:: Record excerpts ::
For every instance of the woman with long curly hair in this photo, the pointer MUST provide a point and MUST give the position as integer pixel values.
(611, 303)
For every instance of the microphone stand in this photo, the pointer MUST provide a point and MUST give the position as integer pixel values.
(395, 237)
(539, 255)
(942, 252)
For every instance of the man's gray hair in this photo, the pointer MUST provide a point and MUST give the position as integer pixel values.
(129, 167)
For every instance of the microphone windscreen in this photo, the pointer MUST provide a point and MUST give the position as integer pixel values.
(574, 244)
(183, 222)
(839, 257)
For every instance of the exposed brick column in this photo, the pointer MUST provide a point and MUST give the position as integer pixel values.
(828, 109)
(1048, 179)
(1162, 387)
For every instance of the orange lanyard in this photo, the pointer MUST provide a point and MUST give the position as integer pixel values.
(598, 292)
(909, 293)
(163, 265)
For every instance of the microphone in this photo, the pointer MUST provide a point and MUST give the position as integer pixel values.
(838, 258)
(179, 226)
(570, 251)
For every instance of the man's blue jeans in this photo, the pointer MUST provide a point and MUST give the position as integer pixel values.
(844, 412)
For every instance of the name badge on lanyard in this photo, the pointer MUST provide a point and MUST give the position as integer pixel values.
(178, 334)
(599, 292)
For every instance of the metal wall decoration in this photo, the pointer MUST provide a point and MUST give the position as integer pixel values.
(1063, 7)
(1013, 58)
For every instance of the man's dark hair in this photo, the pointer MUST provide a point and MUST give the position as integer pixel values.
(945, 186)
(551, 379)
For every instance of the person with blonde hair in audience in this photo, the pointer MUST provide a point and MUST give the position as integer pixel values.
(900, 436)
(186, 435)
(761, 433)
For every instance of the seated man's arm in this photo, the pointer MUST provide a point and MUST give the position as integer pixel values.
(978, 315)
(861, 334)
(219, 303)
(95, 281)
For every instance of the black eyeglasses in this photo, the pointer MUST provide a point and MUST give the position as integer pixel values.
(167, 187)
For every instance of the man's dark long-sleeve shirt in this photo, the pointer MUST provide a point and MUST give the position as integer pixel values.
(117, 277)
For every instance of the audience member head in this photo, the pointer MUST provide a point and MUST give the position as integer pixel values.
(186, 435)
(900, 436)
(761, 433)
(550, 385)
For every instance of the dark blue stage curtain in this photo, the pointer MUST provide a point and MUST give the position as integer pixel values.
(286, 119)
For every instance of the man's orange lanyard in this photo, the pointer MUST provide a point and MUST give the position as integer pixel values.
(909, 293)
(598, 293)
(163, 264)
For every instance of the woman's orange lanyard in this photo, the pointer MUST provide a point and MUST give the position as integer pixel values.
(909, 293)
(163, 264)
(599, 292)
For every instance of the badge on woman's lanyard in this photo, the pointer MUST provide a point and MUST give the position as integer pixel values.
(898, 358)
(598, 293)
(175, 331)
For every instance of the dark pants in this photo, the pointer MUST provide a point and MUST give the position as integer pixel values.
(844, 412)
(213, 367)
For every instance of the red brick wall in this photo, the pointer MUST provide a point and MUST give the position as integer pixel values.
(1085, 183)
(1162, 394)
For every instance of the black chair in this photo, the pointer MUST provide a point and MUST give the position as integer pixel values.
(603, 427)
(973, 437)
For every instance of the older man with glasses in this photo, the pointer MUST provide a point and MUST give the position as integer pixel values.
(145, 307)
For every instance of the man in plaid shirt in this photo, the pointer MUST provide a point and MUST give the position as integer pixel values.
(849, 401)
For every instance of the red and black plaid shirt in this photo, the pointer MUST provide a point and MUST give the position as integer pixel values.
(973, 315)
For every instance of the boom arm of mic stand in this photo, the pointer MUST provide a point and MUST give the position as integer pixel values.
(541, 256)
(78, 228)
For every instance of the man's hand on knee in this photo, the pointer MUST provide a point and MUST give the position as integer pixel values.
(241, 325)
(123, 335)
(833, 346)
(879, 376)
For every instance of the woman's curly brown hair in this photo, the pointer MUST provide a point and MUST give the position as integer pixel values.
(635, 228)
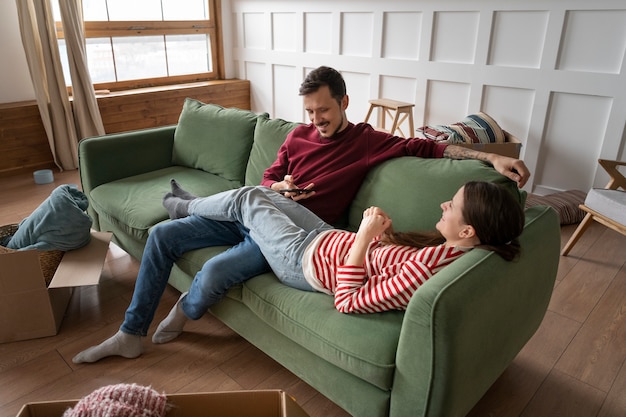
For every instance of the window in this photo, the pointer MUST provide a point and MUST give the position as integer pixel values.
(140, 43)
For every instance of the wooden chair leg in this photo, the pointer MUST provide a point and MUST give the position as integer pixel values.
(584, 224)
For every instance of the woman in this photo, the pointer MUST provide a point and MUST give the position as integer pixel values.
(374, 269)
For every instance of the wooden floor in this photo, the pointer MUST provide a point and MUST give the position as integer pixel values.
(573, 366)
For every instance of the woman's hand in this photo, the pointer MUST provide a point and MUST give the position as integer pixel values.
(374, 223)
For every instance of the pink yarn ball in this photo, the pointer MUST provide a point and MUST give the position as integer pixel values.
(120, 400)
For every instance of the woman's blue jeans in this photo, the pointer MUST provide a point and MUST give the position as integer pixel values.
(168, 242)
(281, 228)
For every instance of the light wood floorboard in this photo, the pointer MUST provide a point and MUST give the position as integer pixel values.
(575, 365)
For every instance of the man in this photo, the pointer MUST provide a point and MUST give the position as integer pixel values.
(327, 158)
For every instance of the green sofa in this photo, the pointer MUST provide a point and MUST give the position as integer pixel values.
(437, 358)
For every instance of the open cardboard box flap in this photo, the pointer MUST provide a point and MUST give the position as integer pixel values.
(29, 309)
(262, 403)
(83, 266)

:: Required work ::
Please format every line of the listing above as a Markdown table with the columns Row and Line, numbering each non-blank line in order and skipping blank ones. Leave the pictures out of the answer.

:: Finished task ::
| Row | Line |
|---|---|
| 1 | For every instance of the woman with long curly hair in this photo, the pointer MUST provide a point and MUST give the position as integer pixel values. |
| 2 | (611, 303) |
| 3 | For every instance of the microphone stand in this photo, the pointer MUST provide a point and MUST give the position as integer pixel values. |
| 4 | (395, 237) |
| 5 | (539, 255) |
| 6 | (942, 252) |
| 7 | For every instance of the man's gray hair in this photo, the pointer MUST provide a point and MUST give the position as integer pixel values. |
| 8 | (129, 167) |
| 9 | For every instance of the microphone windscreen in this photo, the pointer MUST provide a point and MUST give the position as integer pixel values. |
| 10 | (574, 244) |
| 11 | (183, 222) |
| 12 | (839, 257) |
| 13 | For every instance of the exposed brick column in this photo, the pointer MUST provide a point and MUST give the position as integer pixel values. |
| 14 | (828, 109) |
| 15 | (1048, 179) |
| 16 | (1162, 387) |
| 17 | For every instance of the orange lanyard in this photo, the pointer MUST provide a point and MUST give the position as integer pixel values. |
| 18 | (598, 292) |
| 19 | (909, 293) |
| 20 | (163, 265) |
| 21 | For every instance of the microphone in this photo, the pointer MUST provide a point and MUST give the position as integer pixel values. |
| 22 | (838, 258) |
| 23 | (179, 226) |
| 24 | (570, 251) |
| 25 | For every instance of the man's blue jeans in this photo, the pointer MUST provide a point and MUST give the position as integer pixel values. |
| 26 | (844, 412) |
| 27 | For every instance of the name badge on lanyard in this photo, the pointer MUST provide a point and MUST give the position as integer pixel values. |
| 28 | (178, 334) |
| 29 | (599, 292) |
| 30 | For every instance of the metal wall decoration in this photo, the pointer MUST provide a point and MUST give the position as integer pixel values. |
| 31 | (1063, 7) |
| 32 | (1013, 58) |
| 33 | For every instance of the man's dark hair in this photo, the pointer MUST provide a point and MUST give the position as integer pixel values. |
| 34 | (945, 186) |
| 35 | (551, 379) |
| 36 | For every instance of the person with blonde hair in audience in this photo, the pointer MUST provide a point and MUST give the position as integer pixel values. |
| 37 | (900, 436) |
| 38 | (186, 435) |
| 39 | (761, 433) |
| 40 | For every instance of the seated man's arm in this photo, the pointer MUST provide a point and MUST give the position as integer pixel values. |
| 41 | (978, 315) |
| 42 | (861, 334) |
| 43 | (219, 303) |
| 44 | (95, 281) |
| 45 | For every instance of the black eyeglasses in this photo, the pointer MUST provide a point and MUST give the position as integer pixel values. |
| 46 | (167, 187) |
| 47 | For every instance of the man's dark long-sleeve shirt in this photo, the pointer MUST provide a point and MUST give the position as integer pixel values. |
| 48 | (117, 277) |
| 49 | For every instance of the audience member head in this photo, the pointer MUST provide a point and MUST give the position as integer pixel values. |
| 50 | (186, 435) |
| 51 | (900, 436) |
| 52 | (761, 433) |
| 53 | (550, 385) |
| 54 | For every instance of the dark blue stage curtain in this photo, the pointer MUST provide a point and MUST give the position as integer pixel values. |
| 55 | (286, 119) |
| 56 | For every instance of the man's orange lanyard in this photo, the pointer MUST provide a point and MUST give the position as integer pixel values. |
| 57 | (909, 293) |
| 58 | (598, 293) |
| 59 | (163, 264) |
| 60 | For every instance of the woman's orange lanyard in this photo, the pointer MUST provide a point and MUST give the position as integer pixel values. |
| 61 | (909, 293) |
| 62 | (163, 264) |
| 63 | (599, 292) |
| 64 | For every instance of the badge on woman's lanyard in this photo, the pointer MUST provide a point and MUST give the position as integer pixel values. |
| 65 | (898, 358) |
| 66 | (598, 293) |
| 67 | (175, 331) |
| 68 | For every instance of the dark pants in this photo, the pointer MUST provide a point and MUST give the position as integer pixel values. |
| 69 | (844, 412) |
| 70 | (213, 367) |
| 71 | For every instance of the red brick wall in this photo, the pointer MUST provide a point and MUST give the position as integer pixel values. |
| 72 | (1085, 183) |
| 73 | (1162, 394) |
| 74 | For every instance of the black chair in this photo, the pointer MUST provide a point and MUST give the position as integer pixel values. |
| 75 | (603, 427) |
| 76 | (973, 437) |
| 77 | For every instance of the older man with glasses in this photo, the pointer MUST provide a point and MUST give the position as integer pixel values. |
| 78 | (145, 307) |
| 79 | For every instance of the man in plaid shirt in this photo, the pointer MUST provide a point and MUST give the position as integer pixel values. |
| 80 | (849, 401) |
| 81 | For every instance of the red and black plaid shirt in this photo, the pointer MUST provide a point and MUST give the position as integer pixel values. |
| 82 | (973, 315) |
| 83 | For every instance of the boom arm of mic stand in this photo, the pointer MUST provide a point and MUST give the position as integer pixel values. |
| 84 | (541, 256) |
| 85 | (78, 228) |
| 86 | For every instance of the man's hand on knee in this photo, the pointer MUST provide a point and MUST give the position as integer pixel values. |
| 87 | (241, 325) |
| 88 | (123, 335) |
| 89 | (833, 346) |
| 90 | (879, 376) |
| 91 | For every instance of the woman's curly brown hair in this photo, the pointer MUST provide a point and MUST give the position as integer pixel values. |
| 92 | (635, 228) |
| 93 | For every instance of the window in this photo, the pointer MUST provide a point and MUST give the position as integer pixel values. |
| 94 | (140, 43) |
| 95 | For every instance of the wooden chair leg in this photo, the pointer MUST provide a point and MUST give the position as integer pixel values. |
| 96 | (584, 224) |
| 97 | For every instance of the woman in this photo, the pointer MUST provide a point and MUST give the position as integer pixel values. |
| 98 | (374, 269) |
| 99 | For every instance of the wooden floor in this photo, the pointer MUST provide a point and MUST give the position as integer pixel values. |
| 100 | (573, 366) |
| 101 | For every instance of the woman's hand in this photo, the pointer MUST provide a point and MUST give the position as integer pixel values. |
| 102 | (374, 223) |
| 103 | For every instance of the pink yarn ball in this photo, the pointer MUST provide a point and MUST give the position as integer pixel values. |
| 104 | (120, 400) |
| 105 | For every instance of the woman's blue jeans in this photo, the pointer MUST provide a point and MUST give the position as integer pixel values. |
| 106 | (168, 242) |
| 107 | (281, 228) |
| 108 | For every instance of the light wood floorboard in this photo, the pointer MUST provide a point and MUST give the position as integer pixel values. |
| 109 | (575, 365) |
| 110 | For every instance of the man in this photo, the pointer MUST provide a point and MUST give the position as integer pixel values. |
| 111 | (327, 158) |
| 112 | For every instance of the green sofa in this photo, the pointer MUST provide a point and MUST give the position as integer pixel values. |
| 113 | (437, 358) |
| 114 | For every instance of the open cardboard box flap in this photo, the pointer MUST provide a point and MUST give the position as integer pixel values. |
| 115 | (29, 309) |
| 116 | (262, 403) |
| 117 | (83, 266) |